## SOURCE EXCERPT
>>>>

This is like a moment from Wordsworth - Hazlitt continued to proclaim his admiration for his poetry long after they quarrelled about politics - and as we read Hazlitt we find a whole series of complex images like this which express philosophical ideas in the same way that Wordsworth's spots of time passages in The Prelude do. If we read this passage with the ear, as Hazlitt insists we do, and not simply with the eye, we can perceive that he is running with a series of "ih" sounds which begin with "If" and end with "inseparable" - a word which also sums up the repeated uses of "in" within the sentence - a sentence which has what Hazlitt calls "keeping" -that is, structure, texture, developing form. It is this firm and sensitive ear for the texture of an English sentence that makes him one of the greatest prose stylists, but in an age of often rebarbative critical prose, or of yuppie lifestyle journalism, this insistence on writing well - and on having the ability to analyse a piece of prose - has virtually disappeared.

<<<<

## DATA
>>>>

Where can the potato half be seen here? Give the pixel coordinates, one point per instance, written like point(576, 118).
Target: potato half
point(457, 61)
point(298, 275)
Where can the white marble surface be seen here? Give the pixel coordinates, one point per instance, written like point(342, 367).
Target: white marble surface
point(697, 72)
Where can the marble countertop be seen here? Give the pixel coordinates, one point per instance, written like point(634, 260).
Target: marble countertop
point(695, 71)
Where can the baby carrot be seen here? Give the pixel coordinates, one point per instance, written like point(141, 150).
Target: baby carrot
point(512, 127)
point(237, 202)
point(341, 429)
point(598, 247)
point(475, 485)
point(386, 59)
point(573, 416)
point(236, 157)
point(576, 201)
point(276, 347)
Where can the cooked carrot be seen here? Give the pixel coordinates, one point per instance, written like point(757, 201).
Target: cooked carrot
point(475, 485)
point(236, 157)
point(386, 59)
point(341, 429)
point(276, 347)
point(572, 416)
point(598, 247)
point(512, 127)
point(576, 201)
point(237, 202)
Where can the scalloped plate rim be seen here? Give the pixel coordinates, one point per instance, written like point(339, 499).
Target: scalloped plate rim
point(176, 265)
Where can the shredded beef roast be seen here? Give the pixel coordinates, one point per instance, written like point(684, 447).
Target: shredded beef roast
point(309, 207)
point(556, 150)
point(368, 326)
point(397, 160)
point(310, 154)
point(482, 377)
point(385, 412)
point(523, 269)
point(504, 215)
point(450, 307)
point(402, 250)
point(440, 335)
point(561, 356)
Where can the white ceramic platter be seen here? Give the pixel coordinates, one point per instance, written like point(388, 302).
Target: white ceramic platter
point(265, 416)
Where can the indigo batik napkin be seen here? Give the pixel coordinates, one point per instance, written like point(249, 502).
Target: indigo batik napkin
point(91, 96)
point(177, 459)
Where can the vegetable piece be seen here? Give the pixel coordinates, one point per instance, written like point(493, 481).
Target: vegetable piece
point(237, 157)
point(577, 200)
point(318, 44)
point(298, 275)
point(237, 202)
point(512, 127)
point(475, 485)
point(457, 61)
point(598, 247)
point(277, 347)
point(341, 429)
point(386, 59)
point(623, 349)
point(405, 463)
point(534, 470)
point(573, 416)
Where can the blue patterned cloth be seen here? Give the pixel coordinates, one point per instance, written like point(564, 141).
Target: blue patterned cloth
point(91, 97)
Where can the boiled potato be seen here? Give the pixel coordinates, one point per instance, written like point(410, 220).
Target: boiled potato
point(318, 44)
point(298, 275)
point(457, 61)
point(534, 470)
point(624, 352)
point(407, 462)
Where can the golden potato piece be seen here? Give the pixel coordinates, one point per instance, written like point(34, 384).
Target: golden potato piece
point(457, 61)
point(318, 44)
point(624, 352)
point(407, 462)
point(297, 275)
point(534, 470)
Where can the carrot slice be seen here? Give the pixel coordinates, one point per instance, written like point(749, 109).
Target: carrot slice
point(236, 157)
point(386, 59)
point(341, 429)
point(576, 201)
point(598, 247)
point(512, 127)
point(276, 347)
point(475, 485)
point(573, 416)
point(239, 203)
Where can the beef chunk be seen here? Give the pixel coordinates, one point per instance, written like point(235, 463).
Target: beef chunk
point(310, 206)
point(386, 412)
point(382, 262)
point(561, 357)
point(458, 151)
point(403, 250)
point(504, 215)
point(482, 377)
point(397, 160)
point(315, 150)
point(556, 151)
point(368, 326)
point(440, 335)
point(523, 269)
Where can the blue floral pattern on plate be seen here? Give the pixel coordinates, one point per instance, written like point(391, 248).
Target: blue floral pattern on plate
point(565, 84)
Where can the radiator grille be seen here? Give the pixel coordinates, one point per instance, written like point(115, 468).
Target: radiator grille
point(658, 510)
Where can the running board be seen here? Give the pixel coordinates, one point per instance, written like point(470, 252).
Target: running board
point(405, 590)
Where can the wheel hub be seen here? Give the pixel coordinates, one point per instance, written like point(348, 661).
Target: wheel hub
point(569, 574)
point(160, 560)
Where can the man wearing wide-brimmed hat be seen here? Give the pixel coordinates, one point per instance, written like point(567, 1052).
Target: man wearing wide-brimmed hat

<<<<

## TASK PROMPT
Pick up the passage on Hazlitt's prose style after its final sentence and extend it by one paragraph.

## ANSWER TO THIS TASK
Hazlitt 's philosophical study was published in 1805 by Joseph Johnson, Mary Wollstonecraft's publisher and friend, a seminal figure who is known as the founder of the English book trade and who was a pillar of radical Dissenting culture. It was the year of Nelson's victory at Trafalgar and Napoleon's at Austerlitz. It is that latter victory which Hazlitt memorialises in a famous essay, "On the Pleasure of Painting", where he describes painting his beloved father's portrait in the Unitarian chapel in Wem, in Shropshire (the house they lived in still stands, and has a memorial plaque on it, but the chapel is now a storage shed in the back yard of a small hotel).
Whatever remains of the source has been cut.